§ **ZU ERLEDIGEN**:
1. Warum forderte Otto Habsburg laut dem Text über seine Europa-Idee 1995 den Westen auf, die Unabhängigkeit der Ukraine zu sichern? Erkläre es in ein bis drei Sätzen.
2. Welchen Geburtstag hätte Otto Habsburg nach dem Text über seine Europa-Idee am 20. November gefeiert?
3. Schreib den Text über Otto Habsburgs Europa-Idee im Anschluss an seinen letzten Satz weiter.

-------- TEXTAUSZUG --------

Die paneuropäische Idee feiert ihren 100. Geburtstag. Sie ist angesichts des Krieges gegen die Ukraine so aktuell wie lange nicht mehr.


"Politiker müssen Geografie und Geschichte lernen", war einer der Leitsätze Otto Habsburgs, der am 20. November seinen 110. Geburtstag gefeiert hätte. Wissen um die Geschichte Europas, Verständnis für Kulturen sowie Toleranz zwischen Völkern sah er als unabdingbar an. Historische Zusammenhänge zu kennen und daraus Entwicklungen für die Zukunft ableiten zu können, war das Fundament seines politischen Wirkens. So warnte er schon, dass Wladimir Putin nach den osteuropäischen Staaten greifen würde, als dieser noch am Beginn seiner weltpolitischen Karriere stand.

1995 forderte Habsburg die westliche Gemeinschaft auf, die Unabhängigkeit der Ukraine zu gewährleisten, da diese stets gefährdet sein würde. Zu jenem Zeitpunkt war das Budapester Memorandum noch kein Jahr alt. 2014 erfolgte der Überfall auf die Ukraine.

Um Habsburgs Europa-Gedanken zu verstehen, muss man verinnerlichen, auf welchem philosophischen und politischen Europa-Konzept die Ideen jenes Mannes fußten, der zwei brutale Weltkriege, das Gift des Nationalismus, den Untergang einst mächtiger Reiche und die Geburt des vereinten Europas erlebte. Mit der "alten Reichsidee" sah Habsburg eine übernationale Werte- und Rechtsordnung, in der Völker frei zusammenleben können, das Subsidiaritätsprinzip verwirklicht ist, verschiedene Sprachen, Kulturen und Volksgruppen beziehungsweise Minderheiten geschützt sind. Diese Idee sah er als konkreten Gegensatz zum Universalanspruch zentralistischer oder nationalistischer Kräfte, wie sie vor dem Ersten Weltkrieg das preußische oder das zaristische Reich darstellte. In diesen Reichen unterwarf eine dominierende Macht alle Völker.

-------- VORLIEGENDE EINTRÄGE --------

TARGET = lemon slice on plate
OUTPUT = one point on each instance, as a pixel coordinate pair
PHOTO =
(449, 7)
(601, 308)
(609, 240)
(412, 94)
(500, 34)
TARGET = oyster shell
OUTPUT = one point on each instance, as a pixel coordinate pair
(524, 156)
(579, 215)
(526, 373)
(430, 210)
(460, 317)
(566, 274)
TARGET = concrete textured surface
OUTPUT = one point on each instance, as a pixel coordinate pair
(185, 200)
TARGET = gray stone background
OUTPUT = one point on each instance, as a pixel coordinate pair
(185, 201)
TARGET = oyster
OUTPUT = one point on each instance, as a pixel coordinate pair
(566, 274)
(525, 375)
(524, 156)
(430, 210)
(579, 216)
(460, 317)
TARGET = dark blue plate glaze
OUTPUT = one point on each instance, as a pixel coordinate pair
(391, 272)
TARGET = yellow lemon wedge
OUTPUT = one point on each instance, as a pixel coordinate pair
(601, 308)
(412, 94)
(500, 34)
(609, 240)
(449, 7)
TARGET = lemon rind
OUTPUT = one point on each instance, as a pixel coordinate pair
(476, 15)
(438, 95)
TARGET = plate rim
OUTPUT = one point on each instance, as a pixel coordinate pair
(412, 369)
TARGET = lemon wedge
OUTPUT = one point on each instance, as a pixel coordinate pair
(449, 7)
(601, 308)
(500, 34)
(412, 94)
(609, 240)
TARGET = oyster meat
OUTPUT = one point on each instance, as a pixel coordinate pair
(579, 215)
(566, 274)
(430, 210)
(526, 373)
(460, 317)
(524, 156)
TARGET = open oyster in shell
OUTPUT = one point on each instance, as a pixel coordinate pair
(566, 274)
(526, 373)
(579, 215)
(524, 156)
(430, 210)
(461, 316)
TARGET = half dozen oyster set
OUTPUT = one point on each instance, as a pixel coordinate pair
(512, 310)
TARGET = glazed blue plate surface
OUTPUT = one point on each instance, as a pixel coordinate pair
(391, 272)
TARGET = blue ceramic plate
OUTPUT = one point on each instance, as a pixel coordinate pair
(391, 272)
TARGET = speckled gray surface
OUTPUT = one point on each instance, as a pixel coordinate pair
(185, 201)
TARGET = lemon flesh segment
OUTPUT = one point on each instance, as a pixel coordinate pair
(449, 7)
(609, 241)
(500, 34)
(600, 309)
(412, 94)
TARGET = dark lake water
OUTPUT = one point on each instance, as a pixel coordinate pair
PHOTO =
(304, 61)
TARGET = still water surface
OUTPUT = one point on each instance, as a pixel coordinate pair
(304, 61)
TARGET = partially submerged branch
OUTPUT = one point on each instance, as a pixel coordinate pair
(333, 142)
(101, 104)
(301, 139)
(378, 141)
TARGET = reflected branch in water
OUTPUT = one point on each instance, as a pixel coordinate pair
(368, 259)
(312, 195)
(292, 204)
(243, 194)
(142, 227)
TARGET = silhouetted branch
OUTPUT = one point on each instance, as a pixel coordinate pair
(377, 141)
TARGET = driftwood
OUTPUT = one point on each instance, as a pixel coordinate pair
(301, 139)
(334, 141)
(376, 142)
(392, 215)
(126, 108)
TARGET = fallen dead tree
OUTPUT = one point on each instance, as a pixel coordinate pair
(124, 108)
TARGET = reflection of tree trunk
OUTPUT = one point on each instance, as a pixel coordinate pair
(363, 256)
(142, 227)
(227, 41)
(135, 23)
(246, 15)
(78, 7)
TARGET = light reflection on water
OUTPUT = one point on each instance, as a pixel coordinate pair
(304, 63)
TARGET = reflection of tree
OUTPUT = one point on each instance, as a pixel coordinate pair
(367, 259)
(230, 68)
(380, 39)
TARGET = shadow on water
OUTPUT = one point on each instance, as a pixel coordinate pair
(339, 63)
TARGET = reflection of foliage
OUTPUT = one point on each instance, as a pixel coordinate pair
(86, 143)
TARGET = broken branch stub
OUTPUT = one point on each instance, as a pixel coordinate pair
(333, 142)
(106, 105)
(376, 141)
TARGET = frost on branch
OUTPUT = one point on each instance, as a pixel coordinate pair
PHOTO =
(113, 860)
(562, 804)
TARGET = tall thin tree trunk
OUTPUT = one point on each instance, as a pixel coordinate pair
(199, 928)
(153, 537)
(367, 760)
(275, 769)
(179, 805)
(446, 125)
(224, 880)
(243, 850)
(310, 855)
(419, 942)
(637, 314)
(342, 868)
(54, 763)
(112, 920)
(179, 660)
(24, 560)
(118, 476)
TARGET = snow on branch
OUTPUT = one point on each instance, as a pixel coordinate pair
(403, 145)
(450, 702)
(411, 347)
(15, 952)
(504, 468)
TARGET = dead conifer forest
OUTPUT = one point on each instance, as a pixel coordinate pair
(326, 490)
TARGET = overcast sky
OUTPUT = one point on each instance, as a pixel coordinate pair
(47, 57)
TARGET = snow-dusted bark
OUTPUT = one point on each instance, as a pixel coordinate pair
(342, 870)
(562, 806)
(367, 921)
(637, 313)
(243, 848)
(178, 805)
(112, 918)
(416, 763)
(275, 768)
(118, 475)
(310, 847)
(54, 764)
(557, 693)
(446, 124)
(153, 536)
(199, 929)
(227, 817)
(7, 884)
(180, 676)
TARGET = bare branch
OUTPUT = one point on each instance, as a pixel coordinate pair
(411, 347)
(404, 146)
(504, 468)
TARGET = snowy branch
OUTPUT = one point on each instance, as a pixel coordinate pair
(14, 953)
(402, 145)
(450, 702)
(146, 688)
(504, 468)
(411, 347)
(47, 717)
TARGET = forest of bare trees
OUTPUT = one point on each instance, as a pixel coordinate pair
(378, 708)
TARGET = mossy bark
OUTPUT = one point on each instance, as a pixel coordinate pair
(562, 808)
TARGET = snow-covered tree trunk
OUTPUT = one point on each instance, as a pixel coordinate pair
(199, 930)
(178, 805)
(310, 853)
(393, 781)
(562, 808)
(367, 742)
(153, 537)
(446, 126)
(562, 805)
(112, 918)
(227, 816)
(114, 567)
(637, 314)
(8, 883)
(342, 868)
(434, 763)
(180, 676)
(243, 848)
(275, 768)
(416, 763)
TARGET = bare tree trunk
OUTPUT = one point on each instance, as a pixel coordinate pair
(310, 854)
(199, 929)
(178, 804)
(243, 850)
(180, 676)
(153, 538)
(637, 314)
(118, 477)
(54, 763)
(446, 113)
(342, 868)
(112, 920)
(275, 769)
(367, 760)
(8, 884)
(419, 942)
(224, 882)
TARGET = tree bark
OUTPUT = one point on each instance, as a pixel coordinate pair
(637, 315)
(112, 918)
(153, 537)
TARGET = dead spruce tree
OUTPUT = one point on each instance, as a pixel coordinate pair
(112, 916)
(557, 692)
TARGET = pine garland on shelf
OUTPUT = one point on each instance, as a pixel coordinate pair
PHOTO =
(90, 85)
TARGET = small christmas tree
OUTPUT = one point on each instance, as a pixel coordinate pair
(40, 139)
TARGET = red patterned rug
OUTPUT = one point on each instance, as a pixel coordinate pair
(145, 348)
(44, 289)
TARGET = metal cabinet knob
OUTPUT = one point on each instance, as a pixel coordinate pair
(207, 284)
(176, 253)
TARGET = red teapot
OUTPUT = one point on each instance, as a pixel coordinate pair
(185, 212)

--------

§ **ERGEBNISSE DER REIHE**:
1. Habsburg forderte 1995 die westliche Gemeinschaft auf, die Unabhängigkeit der Ukraine zu gewährleisten, weil diese seiner Ansicht nach stets gefährdet sein würde.

2. Seinen 110. Geburtstag.

3.
Bei Mitteleuropa, das er als historisch gewachsenen, aber nicht in klaren Grenzen definierten eigenständigen Kulturraum verstand, war er ebenfalls ein entschiedener Gegner von Hegemonialmächten und lehnte daher auch Mitteleuropa-Modelle (unter anderem jenes von Friedrich Naumann aus dem 1915) ab, in dem Deutschland als Hegemonialmacht die Region dominiert hätte. Für die Gleichberechtigung und Souveränität der Völker Mittel- und Osteuropas, die bis 1990 vom Sowjetregime unterjocht waren, setzte er sich zeitlebens ein, mit den Dissidenten und Demokratiebewegungen war er in engem Austausch und unterstützte sie vor allem in seiner Zeit im EU-Parlament. Dies auch aus seiner tiefsten Ablehnung jeglicher totalitären Machtverhältnisse heraus. Konsequenterweise war ihm Nationalismus, der sich aus Ablehnung anderer speiste, ein Gräuel. Er bevorzugte Patriotismus, bei dem man Liebe zu seiner Region oder Europa zeigen kann, ohne andere dabei abzuwerten.

Als unverzichtbares europäisches Grundprinzip betrachtete Habsburg auch das Subsidiaritätsprinzip - jenes heutzutage viel zu oft vergessene oder durch Nationalisten und Zentralisten verkehrte Prinzip, das allen Ebenen die Aufgaben zuweist, die dort am besten gelöst werden können - vom individuellen Bürger bis hinauf zu Europa.

Wie Habsburg auf die vielfältigen Krisen Europas und der Welt heute reagiert hätte, wissen wir nicht. Jedenfalls hätte er historische und geografische Zusammenhänge analysiert und eine wertebasierte Politik mit einem klaren moralischen Kompass gefordert. Der starke Zusammenhalt Europas bei der Unterstützung der Ukraine hätte ihm jedenfalls gefallen.